Copy every one of the items below word for word, with each line left unchanged.

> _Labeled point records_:
□ □ □ □ □ □ □

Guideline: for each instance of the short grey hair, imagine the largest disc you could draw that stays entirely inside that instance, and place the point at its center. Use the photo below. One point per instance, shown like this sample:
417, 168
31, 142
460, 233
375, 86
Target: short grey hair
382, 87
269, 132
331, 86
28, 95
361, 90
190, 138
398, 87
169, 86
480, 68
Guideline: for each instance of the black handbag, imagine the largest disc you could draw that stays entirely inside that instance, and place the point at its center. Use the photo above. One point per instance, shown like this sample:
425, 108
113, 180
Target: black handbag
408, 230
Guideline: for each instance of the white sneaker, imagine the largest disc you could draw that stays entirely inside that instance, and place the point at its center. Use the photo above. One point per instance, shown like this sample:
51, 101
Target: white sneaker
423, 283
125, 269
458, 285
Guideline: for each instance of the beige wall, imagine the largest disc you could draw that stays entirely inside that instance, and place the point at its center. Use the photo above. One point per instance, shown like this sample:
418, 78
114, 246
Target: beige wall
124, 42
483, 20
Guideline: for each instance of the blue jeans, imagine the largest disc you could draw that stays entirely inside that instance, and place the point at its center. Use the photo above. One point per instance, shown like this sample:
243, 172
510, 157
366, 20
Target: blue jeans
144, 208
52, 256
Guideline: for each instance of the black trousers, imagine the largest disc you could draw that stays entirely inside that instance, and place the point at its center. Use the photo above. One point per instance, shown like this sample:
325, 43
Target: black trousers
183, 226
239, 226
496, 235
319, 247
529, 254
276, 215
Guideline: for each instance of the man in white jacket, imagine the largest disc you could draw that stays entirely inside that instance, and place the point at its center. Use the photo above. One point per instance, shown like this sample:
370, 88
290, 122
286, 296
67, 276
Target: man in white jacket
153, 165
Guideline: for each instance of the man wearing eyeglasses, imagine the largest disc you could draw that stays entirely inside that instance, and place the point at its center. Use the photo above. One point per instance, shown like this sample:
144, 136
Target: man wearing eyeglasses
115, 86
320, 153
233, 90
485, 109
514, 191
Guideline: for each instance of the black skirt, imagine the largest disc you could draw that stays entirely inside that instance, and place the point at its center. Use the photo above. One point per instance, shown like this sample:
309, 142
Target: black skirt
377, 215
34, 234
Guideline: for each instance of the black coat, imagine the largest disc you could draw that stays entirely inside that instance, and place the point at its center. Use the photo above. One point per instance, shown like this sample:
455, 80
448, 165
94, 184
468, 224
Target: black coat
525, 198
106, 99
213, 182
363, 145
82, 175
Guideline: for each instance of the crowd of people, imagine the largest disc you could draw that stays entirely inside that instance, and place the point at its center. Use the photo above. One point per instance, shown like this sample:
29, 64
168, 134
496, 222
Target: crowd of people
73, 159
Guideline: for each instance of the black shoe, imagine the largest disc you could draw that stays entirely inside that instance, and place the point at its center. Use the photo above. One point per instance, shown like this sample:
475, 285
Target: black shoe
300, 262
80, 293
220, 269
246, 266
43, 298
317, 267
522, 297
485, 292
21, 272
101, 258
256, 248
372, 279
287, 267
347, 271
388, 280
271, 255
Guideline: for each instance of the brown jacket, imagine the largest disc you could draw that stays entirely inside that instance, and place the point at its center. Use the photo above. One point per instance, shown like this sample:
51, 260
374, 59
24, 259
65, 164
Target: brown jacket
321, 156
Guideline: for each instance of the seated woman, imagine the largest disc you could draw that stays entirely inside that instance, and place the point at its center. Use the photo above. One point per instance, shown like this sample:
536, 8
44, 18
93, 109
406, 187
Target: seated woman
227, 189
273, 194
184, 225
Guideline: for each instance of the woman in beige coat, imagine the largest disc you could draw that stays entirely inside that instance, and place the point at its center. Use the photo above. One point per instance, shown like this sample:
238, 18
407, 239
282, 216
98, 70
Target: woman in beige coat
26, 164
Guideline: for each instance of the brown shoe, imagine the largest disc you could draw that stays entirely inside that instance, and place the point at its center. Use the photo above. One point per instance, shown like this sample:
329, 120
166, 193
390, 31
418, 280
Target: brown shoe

□ □ □ □ □ □ □

> _Response to this task_:
Guideline: for each instance of the short grey hair, imagine the largest disc you could draw that stays entirely inside that instance, and place the point at its center. Use the photo below. One point per instance, shown like this sample:
417, 168
31, 142
460, 233
375, 86
Target: short grey hair
382, 87
269, 132
331, 86
28, 95
361, 90
190, 138
398, 87
169, 86
480, 68
Guideline: for each instance of the black handbag, imagine the largest disc you could draw that stays entirely inside that instance, and place the point at its center. Use the photo above. One point per instance, shown like this sample:
425, 108
113, 180
Target: black handbag
408, 230
Guideline: for each instance of the white sneaker, imagine the largest disc you could draw that stays entirely inside that instance, and place the point at its center. Use the photo above. One point per instance, shown like this sample:
51, 101
Target: white sneaker
423, 283
125, 269
458, 285
Guideline: for each instance of the beige wall, imagine the largest disc you could draw that stays entirely inside that instance, and place the point at its center. Use the photo above. One point per instance, shown like this sample:
418, 78
114, 246
Target: beige wall
124, 42
483, 20
Guideline: for each instance of the blue jeans, imagine the largest disc you could draw that stays entirely inside that instance, and place the point at its center. Use the photo above. One point per instance, shown like this sample:
243, 172
510, 157
366, 20
Target: blue jeans
144, 208
52, 256
Guideline: for each instance of the black trousers, imagine the largest disc you could draw that stays entirely inside that instance, and place the point at its center. Use the photo above. One point per instance, shown like this sample:
325, 43
Target: black trousers
183, 226
239, 226
496, 235
319, 247
529, 254
276, 215
Guideline: for each instance of the man in white jacket, imagine the largest disc you could draw that stays entirely inside that instance, and place the point at its center. Use the photo above. One point per instance, shown like this sample:
370, 88
290, 122
286, 296
67, 276
Target: man in white jacket
153, 165
Guideline: for each instance of the man wearing eyeglasses, imagine the largest disc you could draw that stays entirely inside that instance, and place the point at its center. Use the photo above. One point per instance, shown like this sample:
144, 136
Target: man wearing eyeglasses
115, 86
320, 153
233, 90
485, 109
514, 191
Guideline: for each instance of the black skirt, imagine the largest disc you could draw that stays entirely inside that instance, and place the point at its center. Use the photo above. One point per instance, shown like this sample:
309, 142
Target: black skirt
377, 215
34, 234
Guideline: for each instance of the black coat, imagine the largest disc you could draw that stays entirely inside that instance, and place the point at its center. Use the photo above. One point per instance, shown like this sample:
455, 80
448, 165
94, 184
468, 224
Target: black coat
525, 198
106, 99
213, 182
363, 145
82, 175
Guideline: for each instance of the crowd of people, imagine the largest disc you could draw that stays entirely inside that instance, and place the point at its center. Use the photo above. One point per instance, shown like this sample:
29, 64
168, 134
496, 222
Target: crowd of people
73, 159
Guideline: for each instance of the black shoe, imagine the largest disc you could draw that stays entirely inside that instance, and place the point at its center. Use the photo above. One point per instance, shown like this sample:
475, 285
Target: black shoe
300, 262
80, 293
220, 269
246, 266
43, 298
317, 267
522, 297
485, 292
21, 272
101, 258
256, 248
372, 279
287, 267
347, 271
388, 280
271, 255
Guideline: for each instance of the brown jacket, imagine the largest disc you could draw that stays entirely inside that instance, and place the point at its center. Use the photo above. One point per instance, shown like this sample:
51, 260
374, 59
24, 259
65, 164
Target: brown jacket
321, 156
Guideline: for each instance of the seated woman, imagine the largest disc you could draw that stays entirely inside that instance, and place the point at its center. Use the photo above. One point per instance, shown like this sample:
536, 8
44, 18
93, 109
406, 187
Target: seated woman
227, 189
273, 194
184, 225
Guideline: for each instance of the woman in beige coat, imagine the largest disc you could draw that stays entirely inside that instance, and place the point at its center. Use the photo above. One point per instance, shown like this sample:
238, 18
407, 239
282, 216
98, 70
Target: woman in beige coat
26, 164
Guideline: for each instance of the brown shoe, imagine the largest disc you could draw that stays entirely inside that instance, and place the point at its center. Use the photo above. One point per instance, shown like this sample:
329, 120
166, 193
390, 31
418, 280
Target: brown shoe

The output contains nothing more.